> **AUFGABENZIEL**
Führen Sie den Kommentar über seitenstarke Romane im Anschluss an seinen letzten Satz fort.

Christoph Schröder über seitengewaltige Romane

Lesezeit ist Lebenszeit

17. Juni 2016
Redaktion Börsenblatt
Müssen selbst Debütanten darum wetteifern, wer den dicksten Wälzer auf den Markt wirft? Seiten-Schinderitis ist die Pest, meint Kritiker Christoph Schröder – die Lektüre lohnt sich selten.

"Wer Großes will, muß sich zusammenraffen; / In der Beschränkung zeigt sich erst der Meister": So hat es Goethe geschrieben. Nun lässt sich natürlich erstens zu Recht einwenden, dass Goethe in etwa zu jedem Thema ein griffiges Zitat geliefert hat und zweitens, dass der Meister selbst auch nicht eben einer war, der sich stets kurz gefasst hat. Aber er ist tot und kann sich nicht wehren; recht hat er außerdem.

> **DATENAUSZUG**
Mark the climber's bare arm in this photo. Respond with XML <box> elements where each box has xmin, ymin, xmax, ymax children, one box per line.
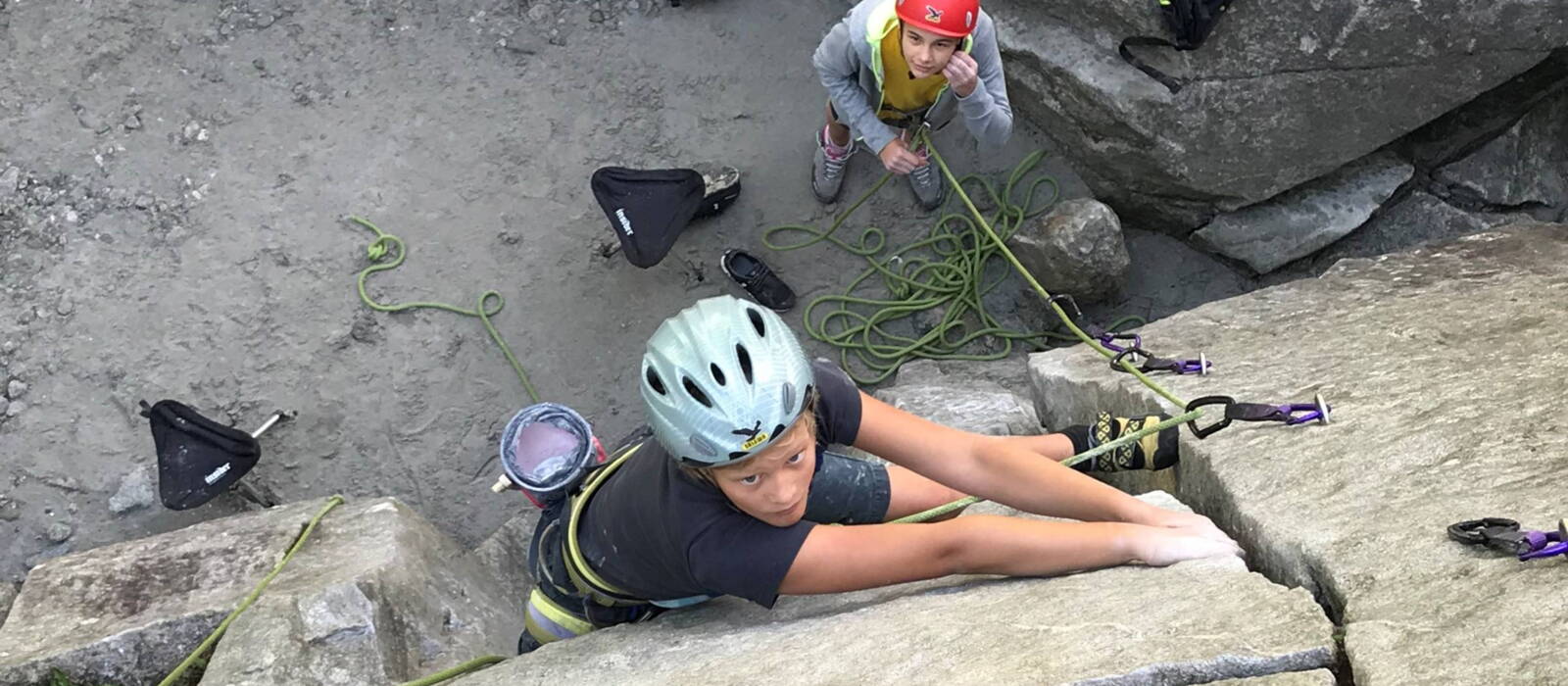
<box><xmin>779</xmin><ymin>515</ymin><xmax>1236</xmax><ymax>595</ymax></box>
<box><xmin>855</xmin><ymin>393</ymin><xmax>1166</xmax><ymax>523</ymax></box>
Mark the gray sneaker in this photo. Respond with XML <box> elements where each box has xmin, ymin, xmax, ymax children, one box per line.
<box><xmin>810</xmin><ymin>131</ymin><xmax>855</xmax><ymax>205</ymax></box>
<box><xmin>909</xmin><ymin>162</ymin><xmax>944</xmax><ymax>210</ymax></box>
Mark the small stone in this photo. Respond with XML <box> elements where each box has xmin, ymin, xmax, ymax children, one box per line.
<box><xmin>75</xmin><ymin>105</ymin><xmax>104</xmax><ymax>131</ymax></box>
<box><xmin>0</xmin><ymin>166</ymin><xmax>22</xmax><ymax>197</ymax></box>
<box><xmin>44</xmin><ymin>521</ymin><xmax>75</xmax><ymax>544</ymax></box>
<box><xmin>22</xmin><ymin>544</ymin><xmax>71</xmax><ymax>570</ymax></box>
<box><xmin>108</xmin><ymin>466</ymin><xmax>154</xmax><ymax>514</ymax></box>
<box><xmin>348</xmin><ymin>312</ymin><xmax>386</xmax><ymax>345</ymax></box>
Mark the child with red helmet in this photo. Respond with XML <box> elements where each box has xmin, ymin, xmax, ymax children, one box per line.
<box><xmin>810</xmin><ymin>0</ymin><xmax>1013</xmax><ymax>210</ymax></box>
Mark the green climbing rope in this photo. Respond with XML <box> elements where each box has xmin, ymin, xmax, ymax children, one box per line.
<box><xmin>402</xmin><ymin>655</ymin><xmax>507</xmax><ymax>686</ymax></box>
<box><xmin>348</xmin><ymin>217</ymin><xmax>539</xmax><ymax>403</ymax></box>
<box><xmin>784</xmin><ymin>128</ymin><xmax>1202</xmax><ymax>523</ymax></box>
<box><xmin>159</xmin><ymin>495</ymin><xmax>343</xmax><ymax>686</ymax></box>
<box><xmin>762</xmin><ymin>147</ymin><xmax>1143</xmax><ymax>385</ymax></box>
<box><xmin>919</xmin><ymin>128</ymin><xmax>1201</xmax><ymax>416</ymax></box>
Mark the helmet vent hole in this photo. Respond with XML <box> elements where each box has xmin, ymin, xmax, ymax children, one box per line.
<box><xmin>680</xmin><ymin>376</ymin><xmax>713</xmax><ymax>409</ymax></box>
<box><xmin>747</xmin><ymin>307</ymin><xmax>768</xmax><ymax>338</ymax></box>
<box><xmin>735</xmin><ymin>343</ymin><xmax>751</xmax><ymax>384</ymax></box>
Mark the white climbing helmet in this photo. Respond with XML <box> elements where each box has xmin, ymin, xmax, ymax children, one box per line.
<box><xmin>638</xmin><ymin>296</ymin><xmax>812</xmax><ymax>466</ymax></box>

> **ERGEBNIS DER AUFGABE**
Um das klar zu sagen: Es gibt selbstverständlich gute Gründe, dicke Bücher zu schreiben. Wenn ein Schriftsteller in einem Roman mal so eben die gesamten philosophischen Grundlagen seiner Epoche ausbreitet und noch dazu die Katastrophen der kommenden Jahrzehnte vorausahnt, darf er sich dafür schon ein bisschen Platz gönnen. Liest man dann ja auch gern. Und wenn ein anderer Schriftsteller über Jahrzehnte hinweg die Chronik seiner Herkunftsstadt zusammenträgt und diese dann, kombiniert mit eigenen Erinnerungen und einem Haufen Klatsch und Tratsch garniert, als Roman komponiert, dann mögen die einen davon hellauf begeistert sein und die anderen dankend abwinken – aber niemals würde ich auf die Idee ­kommen, dass das nicht seine Berechtigung haben könnte.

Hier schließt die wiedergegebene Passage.